**SEÇÃO DO DOCUMENTO**.
==============================

American Brown Ale – Têm mais sabor de chocolate e caramelo que as ale claras americanas e que as Amber Ale, também, com menos amargor no balanço. Menos amargor, álcool e caráter de lúpulo do que as intituladas “Brown IPA”. São mais amargas e mais lupuladas (características dos lúpulos americanos ou do novo mundo) do que suas parentes inglesas, com ainda mais presença de malte e geralmente mais álcool.
4 INGREDIENTES E PROCESSO DE FABRICAÇÃO
4.1 INGREDIENTES
As características finais de uma cerveja (perfil de aroma e sabores desejados) são determinadas pelos ingredientes escolhidos e pelo processo de fabricação utilizado. A utilização de processos tradicionais e ingredientes de mesma origem do estilo são pontos essenciais para a reprodução de um estilo, mas, o mais importante e fundamental é que o cervejeiro saiba exatamente que características deseja que sua cerveja tenha. Ao escolher os maltes, lúpulos, leveduras e aditivos e definir o processo de fabricação, o cervejeiro constrói a receita, determinando o perfil de sua cerveja.

==============================

**LINHAS EXTRAÍDAS**.

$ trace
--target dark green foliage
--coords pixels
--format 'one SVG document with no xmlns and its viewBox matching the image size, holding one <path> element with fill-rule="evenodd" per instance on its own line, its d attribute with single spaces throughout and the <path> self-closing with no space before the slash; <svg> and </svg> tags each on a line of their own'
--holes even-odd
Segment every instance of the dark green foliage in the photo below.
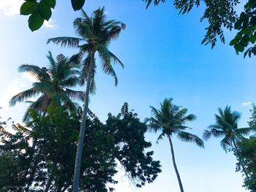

==============================

**TAREFAS PROPOSTAS**.
A: Resuma em duas frases o trecho sobre cerveja.
B: Dê continuidade ao trecho sobre cerveja a partir da última frase apresentada.
As linhas são um material à parte, sem relação com o trecho sobre cerveja.

**CONJUNTO DE RESPOSTAS**.
A: A American Brown Ale tem mais sabor de chocolate e caramelo que as ale claras americanas e as Amber Ale, com menos amargor no balanço, mas é mais amarga e lupulada que suas parentes inglesas. As características finais de uma cerveja são determinadas pelos ingredientes e pelo processo de fabricação, e é ao escolher maltes, lúpulos, leveduras e aditivos e definir o processo que o cervejeiro constrói a receita e o perfil da bebida.

B:
4.1.1 Malte
O principal ingrediente de uma Brown Ale é o malte. O malte, além de produzir o açúcar necessário para o mosto, de modo que haja, posteriormente, a fermentação e exista, enfim, a cerveja, define a personalidade desta evidenciada pela cor, sabor e corpo.
Nas Brown Ale, basicamente, são duas as fontes: extrato de malte pré-embalado (líquido ou seco) ou mistura de grãos selecionados pelo cervejeiro. Os extratos secos geralmente possibilitam uma previsível quantidade de gravidade para a produção, enquanto os líquidos não.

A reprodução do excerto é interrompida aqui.